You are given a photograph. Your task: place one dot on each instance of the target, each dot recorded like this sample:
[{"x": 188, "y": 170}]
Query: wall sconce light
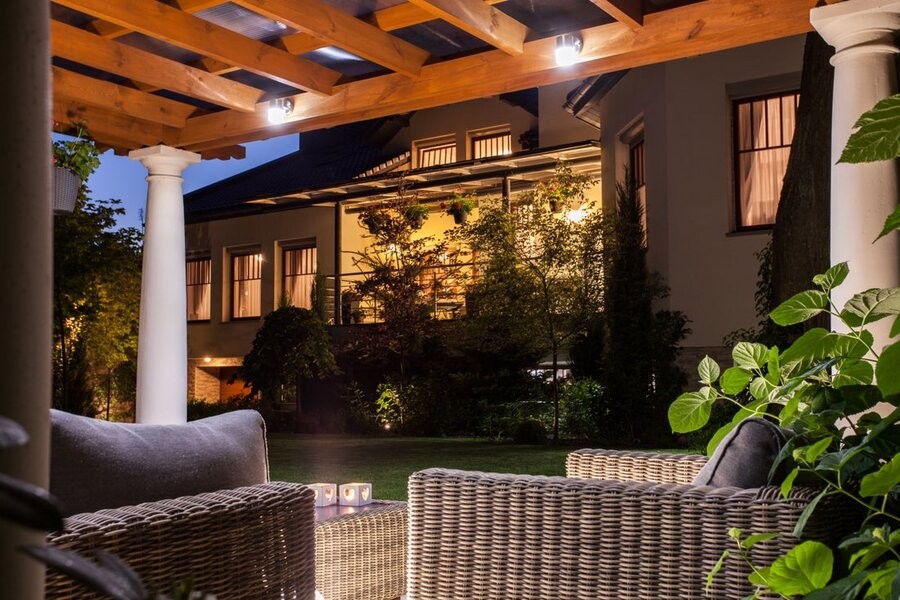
[
  {"x": 280, "y": 109},
  {"x": 355, "y": 494},
  {"x": 568, "y": 46},
  {"x": 326, "y": 493}
]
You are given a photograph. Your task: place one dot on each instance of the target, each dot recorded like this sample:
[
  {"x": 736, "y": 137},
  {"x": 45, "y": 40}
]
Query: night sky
[{"x": 125, "y": 179}]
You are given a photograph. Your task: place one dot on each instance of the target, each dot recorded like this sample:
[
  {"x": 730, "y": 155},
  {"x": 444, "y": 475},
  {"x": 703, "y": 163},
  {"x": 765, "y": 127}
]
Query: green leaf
[
  {"x": 708, "y": 369},
  {"x": 805, "y": 568},
  {"x": 788, "y": 484},
  {"x": 800, "y": 307},
  {"x": 833, "y": 277},
  {"x": 853, "y": 372},
  {"x": 842, "y": 589},
  {"x": 881, "y": 481},
  {"x": 887, "y": 371},
  {"x": 876, "y": 135},
  {"x": 734, "y": 380},
  {"x": 892, "y": 223},
  {"x": 759, "y": 388},
  {"x": 870, "y": 306},
  {"x": 689, "y": 412},
  {"x": 752, "y": 540},
  {"x": 716, "y": 568},
  {"x": 815, "y": 451},
  {"x": 749, "y": 355}
]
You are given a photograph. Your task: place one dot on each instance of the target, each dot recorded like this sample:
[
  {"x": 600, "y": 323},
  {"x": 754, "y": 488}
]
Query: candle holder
[
  {"x": 326, "y": 493},
  {"x": 355, "y": 494}
]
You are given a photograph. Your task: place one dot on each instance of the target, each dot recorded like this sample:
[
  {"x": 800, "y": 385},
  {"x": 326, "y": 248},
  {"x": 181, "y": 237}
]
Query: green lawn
[{"x": 387, "y": 462}]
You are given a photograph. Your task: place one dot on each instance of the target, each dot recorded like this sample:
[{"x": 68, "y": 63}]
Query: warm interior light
[
  {"x": 280, "y": 109},
  {"x": 568, "y": 46}
]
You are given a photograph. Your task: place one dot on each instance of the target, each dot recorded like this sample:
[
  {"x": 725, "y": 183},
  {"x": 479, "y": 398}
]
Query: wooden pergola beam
[
  {"x": 103, "y": 94},
  {"x": 707, "y": 26},
  {"x": 92, "y": 50},
  {"x": 480, "y": 20},
  {"x": 627, "y": 12},
  {"x": 173, "y": 26},
  {"x": 337, "y": 28}
]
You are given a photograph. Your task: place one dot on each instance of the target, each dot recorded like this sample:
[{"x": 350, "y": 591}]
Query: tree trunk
[{"x": 800, "y": 237}]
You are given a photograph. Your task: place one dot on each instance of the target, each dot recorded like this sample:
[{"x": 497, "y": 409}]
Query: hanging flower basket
[{"x": 65, "y": 186}]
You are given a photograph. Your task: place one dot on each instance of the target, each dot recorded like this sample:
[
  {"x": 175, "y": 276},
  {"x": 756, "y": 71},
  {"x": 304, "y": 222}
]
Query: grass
[{"x": 387, "y": 462}]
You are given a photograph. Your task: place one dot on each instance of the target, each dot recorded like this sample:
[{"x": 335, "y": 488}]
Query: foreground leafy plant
[{"x": 824, "y": 388}]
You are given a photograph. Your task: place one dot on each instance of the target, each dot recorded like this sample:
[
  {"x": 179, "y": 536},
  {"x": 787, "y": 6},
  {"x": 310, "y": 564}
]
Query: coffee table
[{"x": 361, "y": 551}]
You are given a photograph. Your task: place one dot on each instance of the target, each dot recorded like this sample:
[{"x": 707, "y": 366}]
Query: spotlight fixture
[
  {"x": 279, "y": 109},
  {"x": 568, "y": 46}
]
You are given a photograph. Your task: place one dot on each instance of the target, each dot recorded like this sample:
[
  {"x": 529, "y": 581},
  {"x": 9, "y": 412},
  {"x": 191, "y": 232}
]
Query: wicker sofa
[
  {"x": 182, "y": 502},
  {"x": 621, "y": 525}
]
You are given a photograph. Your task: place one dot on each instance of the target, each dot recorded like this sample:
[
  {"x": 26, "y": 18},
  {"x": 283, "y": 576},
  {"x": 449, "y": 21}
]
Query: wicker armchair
[
  {"x": 248, "y": 542},
  {"x": 622, "y": 525}
]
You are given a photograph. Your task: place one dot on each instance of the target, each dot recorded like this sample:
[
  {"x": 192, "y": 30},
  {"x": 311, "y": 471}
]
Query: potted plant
[
  {"x": 416, "y": 214},
  {"x": 460, "y": 206},
  {"x": 73, "y": 162}
]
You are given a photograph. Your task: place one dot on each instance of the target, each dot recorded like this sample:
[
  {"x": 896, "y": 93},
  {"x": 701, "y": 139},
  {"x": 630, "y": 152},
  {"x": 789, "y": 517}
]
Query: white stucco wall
[{"x": 686, "y": 111}]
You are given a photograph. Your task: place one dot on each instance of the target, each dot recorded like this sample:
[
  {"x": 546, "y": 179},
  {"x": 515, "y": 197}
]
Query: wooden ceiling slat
[
  {"x": 111, "y": 128},
  {"x": 108, "y": 55},
  {"x": 707, "y": 26},
  {"x": 344, "y": 31},
  {"x": 114, "y": 97},
  {"x": 173, "y": 26},
  {"x": 627, "y": 12},
  {"x": 480, "y": 20}
]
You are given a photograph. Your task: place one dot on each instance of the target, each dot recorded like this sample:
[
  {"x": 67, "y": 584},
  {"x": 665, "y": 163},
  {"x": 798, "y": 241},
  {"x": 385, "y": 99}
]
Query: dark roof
[{"x": 325, "y": 157}]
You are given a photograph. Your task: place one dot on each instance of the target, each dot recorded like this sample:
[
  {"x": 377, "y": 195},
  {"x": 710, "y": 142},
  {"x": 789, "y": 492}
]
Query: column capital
[
  {"x": 858, "y": 23},
  {"x": 164, "y": 160}
]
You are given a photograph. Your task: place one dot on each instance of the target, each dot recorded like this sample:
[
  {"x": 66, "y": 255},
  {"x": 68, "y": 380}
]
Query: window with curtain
[
  {"x": 246, "y": 285},
  {"x": 299, "y": 266},
  {"x": 435, "y": 152},
  {"x": 198, "y": 289},
  {"x": 638, "y": 176},
  {"x": 763, "y": 131},
  {"x": 492, "y": 144}
]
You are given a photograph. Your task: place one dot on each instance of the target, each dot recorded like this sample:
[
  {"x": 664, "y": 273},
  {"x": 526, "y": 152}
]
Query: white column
[
  {"x": 162, "y": 337},
  {"x": 862, "y": 196},
  {"x": 26, "y": 262}
]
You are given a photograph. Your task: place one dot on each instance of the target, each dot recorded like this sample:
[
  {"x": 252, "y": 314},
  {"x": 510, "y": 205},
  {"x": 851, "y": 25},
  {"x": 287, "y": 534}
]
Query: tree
[
  {"x": 291, "y": 345},
  {"x": 550, "y": 259},
  {"x": 394, "y": 268},
  {"x": 640, "y": 346},
  {"x": 96, "y": 294}
]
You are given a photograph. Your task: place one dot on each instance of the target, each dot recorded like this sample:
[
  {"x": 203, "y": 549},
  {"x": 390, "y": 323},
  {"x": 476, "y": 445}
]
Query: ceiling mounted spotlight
[
  {"x": 280, "y": 109},
  {"x": 568, "y": 46}
]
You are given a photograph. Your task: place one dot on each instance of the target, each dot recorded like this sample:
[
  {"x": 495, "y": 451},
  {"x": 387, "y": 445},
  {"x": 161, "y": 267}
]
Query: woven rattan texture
[
  {"x": 362, "y": 556},
  {"x": 250, "y": 542},
  {"x": 622, "y": 465},
  {"x": 495, "y": 536}
]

▶ THE TASK:
Leaving all pictures aside, quote each record exactly.

▶ ANSWER TO THIS PROBLEM:
You are given a photograph. Your task: place one dot on each instance of the target, each dot recorded like this sample:
[{"x": 188, "y": 170}]
Query: wall sconce light
[
  {"x": 280, "y": 109},
  {"x": 355, "y": 494},
  {"x": 568, "y": 46},
  {"x": 326, "y": 493}
]
You are given a photograph. Your task: place one dot on each instance of the target, each dot recorded like this sample:
[
  {"x": 736, "y": 137},
  {"x": 45, "y": 40}
]
Query: night sky
[{"x": 125, "y": 179}]
You are given a photograph. Your task: place one dot on each instance of the target, each dot recorded like this sample:
[
  {"x": 730, "y": 155},
  {"x": 444, "y": 475},
  {"x": 703, "y": 163},
  {"x": 765, "y": 127}
]
Query: green leaf
[
  {"x": 708, "y": 369},
  {"x": 805, "y": 568},
  {"x": 788, "y": 484},
  {"x": 800, "y": 307},
  {"x": 833, "y": 277},
  {"x": 853, "y": 372},
  {"x": 842, "y": 589},
  {"x": 881, "y": 481},
  {"x": 887, "y": 371},
  {"x": 876, "y": 135},
  {"x": 734, "y": 380},
  {"x": 892, "y": 223},
  {"x": 759, "y": 388},
  {"x": 870, "y": 306},
  {"x": 689, "y": 412},
  {"x": 752, "y": 540},
  {"x": 716, "y": 568},
  {"x": 815, "y": 451},
  {"x": 749, "y": 355}
]
You are given a photograph. Your task: place one dot on each instance of the target, each dot recorded like this sample:
[
  {"x": 600, "y": 323},
  {"x": 754, "y": 488}
]
Query: candle holder
[
  {"x": 326, "y": 493},
  {"x": 355, "y": 494}
]
You are given a photograph. Your task: place one dot on each instance of the target, each dot recorded like this sample:
[
  {"x": 800, "y": 385},
  {"x": 326, "y": 248},
  {"x": 181, "y": 237}
]
Query: green lawn
[{"x": 387, "y": 462}]
You are given a photograph. Your task: place one dot on each instance of the target, each dot recorded like this sample:
[{"x": 68, "y": 63}]
Query: warm interior light
[
  {"x": 280, "y": 109},
  {"x": 568, "y": 46}
]
You are given a photograph. Your task: place one dot on each instance of the target, each dot recorded like this sample:
[
  {"x": 725, "y": 183},
  {"x": 479, "y": 398}
]
Query: wooden pergola beam
[
  {"x": 103, "y": 94},
  {"x": 707, "y": 26},
  {"x": 92, "y": 50},
  {"x": 480, "y": 20},
  {"x": 627, "y": 12},
  {"x": 173, "y": 26},
  {"x": 337, "y": 28}
]
You are given a photograph. Your task: place one dot on each instance of the target, each dot recorded like this sample:
[{"x": 350, "y": 591}]
Query: tree trunk
[{"x": 800, "y": 237}]
You are given a photograph. Your task: place one dot on each instance of the target, each dot recorded like this sample:
[{"x": 497, "y": 409}]
Query: hanging flower basket
[{"x": 65, "y": 186}]
You are given a photograph. Your task: place one dot on each instance of the target, each dot recorded like this sample:
[
  {"x": 175, "y": 276},
  {"x": 756, "y": 71},
  {"x": 304, "y": 222}
]
Query: grass
[{"x": 387, "y": 462}]
You are given a photograph. Your task: place one dot on each instance of the target, each dot recorded like this sample:
[{"x": 335, "y": 488}]
Query: foreground leafy plant
[{"x": 824, "y": 388}]
You are given a photograph. Your task: place one dot on each instance of the target, each dot recorded like this sample:
[
  {"x": 179, "y": 536},
  {"x": 787, "y": 6},
  {"x": 310, "y": 564}
]
Query: coffee table
[{"x": 361, "y": 551}]
You are given a photograph. Your task: place one dot on each instance of the target, each dot recorded like this sample:
[{"x": 707, "y": 366}]
Query: spotlight fixture
[
  {"x": 279, "y": 109},
  {"x": 568, "y": 46}
]
You are given a photograph. Your task: place one dot on each instance of the target, each dot recorded like this sample:
[
  {"x": 529, "y": 581},
  {"x": 9, "y": 412},
  {"x": 191, "y": 232}
]
Query: wicker sofa
[
  {"x": 182, "y": 502},
  {"x": 621, "y": 525}
]
You are given a photograph. Your task: place one dot on each instance of the target, each dot recorded like this sample:
[
  {"x": 26, "y": 18},
  {"x": 283, "y": 576},
  {"x": 449, "y": 21}
]
Query: wicker armchair
[
  {"x": 248, "y": 542},
  {"x": 622, "y": 525}
]
You are given a photograph. Your task: place one dot on each instance of the target, each dot recorded like this sample:
[
  {"x": 192, "y": 30},
  {"x": 311, "y": 471}
]
Query: potted plant
[
  {"x": 416, "y": 214},
  {"x": 460, "y": 206},
  {"x": 73, "y": 162}
]
You are given a photograph. Your task: place one dot on each instance of the target, each dot recorded like this sample:
[
  {"x": 896, "y": 93},
  {"x": 701, "y": 139},
  {"x": 630, "y": 152},
  {"x": 789, "y": 517}
]
Query: white stucco wall
[{"x": 686, "y": 111}]
You are given a photograph. Your task: place one dot on each instance of the target, each dot recorded like this sample:
[
  {"x": 546, "y": 179},
  {"x": 515, "y": 197}
]
Query: wooden ceiling slat
[
  {"x": 111, "y": 128},
  {"x": 108, "y": 55},
  {"x": 707, "y": 26},
  {"x": 344, "y": 31},
  {"x": 114, "y": 97},
  {"x": 173, "y": 26},
  {"x": 627, "y": 12},
  {"x": 480, "y": 20}
]
You are given a photograph. Your task: place one dot on each instance of the target, each dot recorded like this sample:
[
  {"x": 67, "y": 584},
  {"x": 665, "y": 163},
  {"x": 798, "y": 241},
  {"x": 385, "y": 99}
]
Query: dark roof
[{"x": 325, "y": 157}]
You are given a photograph. Your task: place one dot on each instance of the target, each dot recorded like this sample:
[
  {"x": 377, "y": 195},
  {"x": 710, "y": 142},
  {"x": 789, "y": 492}
]
Query: column capital
[
  {"x": 858, "y": 23},
  {"x": 164, "y": 160}
]
You are given a photograph. Your task: place one dot on each instance of the target, each dot recorded like this sample:
[
  {"x": 66, "y": 255},
  {"x": 68, "y": 380}
]
Query: window with curtain
[
  {"x": 246, "y": 285},
  {"x": 299, "y": 266},
  {"x": 435, "y": 152},
  {"x": 198, "y": 289},
  {"x": 638, "y": 176},
  {"x": 763, "y": 131},
  {"x": 492, "y": 144}
]
You are given a photograph. Your task: place one dot on each instance of the target, each dot recorded like this sample:
[
  {"x": 664, "y": 273},
  {"x": 526, "y": 152}
]
Query: white column
[
  {"x": 162, "y": 337},
  {"x": 862, "y": 196},
  {"x": 26, "y": 262}
]
You are given a photograph. Your task: place one dot on each instance of the target, each dot recorded like this sample:
[
  {"x": 252, "y": 314},
  {"x": 510, "y": 205},
  {"x": 851, "y": 25},
  {"x": 287, "y": 534}
]
Query: tree
[
  {"x": 291, "y": 345},
  {"x": 550, "y": 259},
  {"x": 394, "y": 268},
  {"x": 640, "y": 346},
  {"x": 96, "y": 294}
]
You are given a photograph. Your task: place one dot on each instance of the target, each dot recorded like this sample:
[
  {"x": 203, "y": 549},
  {"x": 390, "y": 323},
  {"x": 476, "y": 445}
]
Query: ceiling mounted spotlight
[
  {"x": 280, "y": 109},
  {"x": 568, "y": 46}
]
You are given a photograph. Your task: place one dot on each instance of the target, each dot recorded like this sample:
[
  {"x": 495, "y": 451},
  {"x": 387, "y": 445},
  {"x": 161, "y": 267}
]
Query: woven rattan texture
[
  {"x": 362, "y": 556},
  {"x": 250, "y": 542},
  {"x": 622, "y": 465},
  {"x": 495, "y": 536}
]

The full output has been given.